TASK PROMPT
Tally up the lines in the following entries where the string "green" appears, and answer with the number alone.

** EXERCISE DATA follows **

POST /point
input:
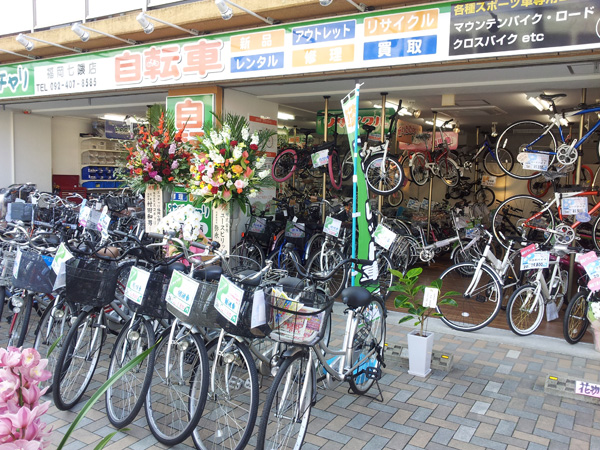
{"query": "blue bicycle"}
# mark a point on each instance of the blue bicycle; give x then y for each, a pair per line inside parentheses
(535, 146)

** End of EXERCISE DATA **
** EXERCISE DATA follows **

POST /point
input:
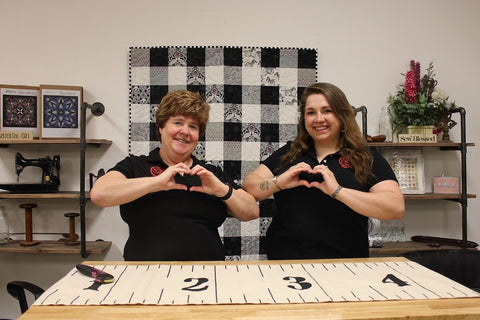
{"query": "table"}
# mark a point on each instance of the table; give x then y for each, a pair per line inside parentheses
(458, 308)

** End of EXERCISE DATA **
** EXERCISE DATA follows **

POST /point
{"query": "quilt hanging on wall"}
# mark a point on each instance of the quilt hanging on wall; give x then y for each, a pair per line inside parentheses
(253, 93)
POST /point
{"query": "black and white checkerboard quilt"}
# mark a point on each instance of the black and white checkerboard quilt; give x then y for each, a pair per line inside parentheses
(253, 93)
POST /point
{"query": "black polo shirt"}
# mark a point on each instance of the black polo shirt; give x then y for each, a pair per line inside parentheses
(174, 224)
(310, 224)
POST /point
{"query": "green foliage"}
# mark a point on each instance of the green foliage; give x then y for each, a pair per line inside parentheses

** End of EXERCISE DATA **

ANSWER TO THIS TASK
2